(Beginning of Input)

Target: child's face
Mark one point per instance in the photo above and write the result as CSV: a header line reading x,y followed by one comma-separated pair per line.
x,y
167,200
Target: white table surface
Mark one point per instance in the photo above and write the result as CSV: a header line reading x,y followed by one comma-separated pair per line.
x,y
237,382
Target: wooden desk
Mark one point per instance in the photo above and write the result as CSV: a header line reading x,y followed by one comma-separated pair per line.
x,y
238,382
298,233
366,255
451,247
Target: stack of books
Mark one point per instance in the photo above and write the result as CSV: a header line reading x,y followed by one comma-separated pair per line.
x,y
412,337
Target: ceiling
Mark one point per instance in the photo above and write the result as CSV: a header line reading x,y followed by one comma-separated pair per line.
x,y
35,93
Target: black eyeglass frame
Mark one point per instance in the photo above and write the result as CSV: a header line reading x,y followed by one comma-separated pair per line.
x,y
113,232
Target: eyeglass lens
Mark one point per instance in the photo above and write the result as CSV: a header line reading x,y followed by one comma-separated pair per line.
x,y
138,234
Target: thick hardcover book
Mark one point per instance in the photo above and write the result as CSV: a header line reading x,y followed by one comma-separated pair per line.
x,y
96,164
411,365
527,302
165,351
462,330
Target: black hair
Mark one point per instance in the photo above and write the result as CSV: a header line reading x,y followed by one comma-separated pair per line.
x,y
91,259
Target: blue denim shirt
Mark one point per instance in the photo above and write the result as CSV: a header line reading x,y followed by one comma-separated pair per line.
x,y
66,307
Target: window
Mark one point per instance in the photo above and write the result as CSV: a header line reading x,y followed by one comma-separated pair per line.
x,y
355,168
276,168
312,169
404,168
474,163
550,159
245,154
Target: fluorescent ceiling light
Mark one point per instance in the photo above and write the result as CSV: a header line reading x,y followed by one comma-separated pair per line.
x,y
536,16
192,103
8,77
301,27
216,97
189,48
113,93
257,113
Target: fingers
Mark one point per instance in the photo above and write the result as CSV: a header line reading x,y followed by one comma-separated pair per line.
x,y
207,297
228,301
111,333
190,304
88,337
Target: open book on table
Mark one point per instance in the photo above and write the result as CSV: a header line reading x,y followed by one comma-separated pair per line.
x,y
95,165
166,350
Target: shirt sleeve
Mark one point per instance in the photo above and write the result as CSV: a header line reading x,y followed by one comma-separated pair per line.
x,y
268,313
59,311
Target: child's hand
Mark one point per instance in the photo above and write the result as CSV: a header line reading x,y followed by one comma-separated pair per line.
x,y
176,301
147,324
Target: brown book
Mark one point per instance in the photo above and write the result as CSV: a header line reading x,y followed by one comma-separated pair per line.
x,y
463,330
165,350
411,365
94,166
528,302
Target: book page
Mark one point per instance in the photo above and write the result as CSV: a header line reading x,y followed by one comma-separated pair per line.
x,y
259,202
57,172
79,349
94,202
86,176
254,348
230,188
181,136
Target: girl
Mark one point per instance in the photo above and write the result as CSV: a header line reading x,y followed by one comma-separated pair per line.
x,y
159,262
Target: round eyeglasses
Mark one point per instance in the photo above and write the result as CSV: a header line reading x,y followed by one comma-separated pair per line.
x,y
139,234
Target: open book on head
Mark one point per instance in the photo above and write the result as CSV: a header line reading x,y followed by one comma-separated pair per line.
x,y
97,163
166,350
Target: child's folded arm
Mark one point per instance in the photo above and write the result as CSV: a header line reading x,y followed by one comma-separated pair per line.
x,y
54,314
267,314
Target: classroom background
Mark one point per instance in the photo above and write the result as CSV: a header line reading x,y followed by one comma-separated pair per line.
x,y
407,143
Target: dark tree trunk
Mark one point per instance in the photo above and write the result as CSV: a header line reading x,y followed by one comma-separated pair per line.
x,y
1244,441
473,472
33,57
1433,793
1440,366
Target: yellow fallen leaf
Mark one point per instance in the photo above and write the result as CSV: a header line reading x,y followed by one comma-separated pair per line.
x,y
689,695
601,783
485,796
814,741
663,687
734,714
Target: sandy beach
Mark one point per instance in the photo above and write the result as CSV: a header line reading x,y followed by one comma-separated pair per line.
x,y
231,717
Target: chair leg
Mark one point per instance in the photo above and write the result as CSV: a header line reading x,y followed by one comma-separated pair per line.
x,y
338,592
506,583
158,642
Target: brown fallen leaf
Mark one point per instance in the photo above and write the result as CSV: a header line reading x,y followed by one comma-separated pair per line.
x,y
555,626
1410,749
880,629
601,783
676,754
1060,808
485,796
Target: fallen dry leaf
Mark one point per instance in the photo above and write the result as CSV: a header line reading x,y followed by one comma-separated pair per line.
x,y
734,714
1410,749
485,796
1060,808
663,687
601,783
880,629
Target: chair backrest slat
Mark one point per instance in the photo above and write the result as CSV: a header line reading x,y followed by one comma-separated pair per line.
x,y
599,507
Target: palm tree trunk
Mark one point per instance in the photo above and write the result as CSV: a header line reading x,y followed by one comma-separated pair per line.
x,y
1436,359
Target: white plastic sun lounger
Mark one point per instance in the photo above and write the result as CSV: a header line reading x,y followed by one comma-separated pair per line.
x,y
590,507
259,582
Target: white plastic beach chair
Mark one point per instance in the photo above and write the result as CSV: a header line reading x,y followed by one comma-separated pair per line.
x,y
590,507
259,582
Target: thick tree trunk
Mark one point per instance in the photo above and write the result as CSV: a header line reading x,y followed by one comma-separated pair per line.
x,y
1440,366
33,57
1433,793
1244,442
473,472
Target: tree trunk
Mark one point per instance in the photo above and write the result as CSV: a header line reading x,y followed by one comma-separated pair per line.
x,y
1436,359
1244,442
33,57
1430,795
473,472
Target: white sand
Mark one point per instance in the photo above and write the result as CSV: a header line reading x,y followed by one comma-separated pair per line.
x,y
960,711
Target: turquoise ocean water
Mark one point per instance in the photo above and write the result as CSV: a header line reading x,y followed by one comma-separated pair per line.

(End of Input)

## What is required
For the records above, state the number of lines holding the string "leaf", without further comment.

## Task solution
3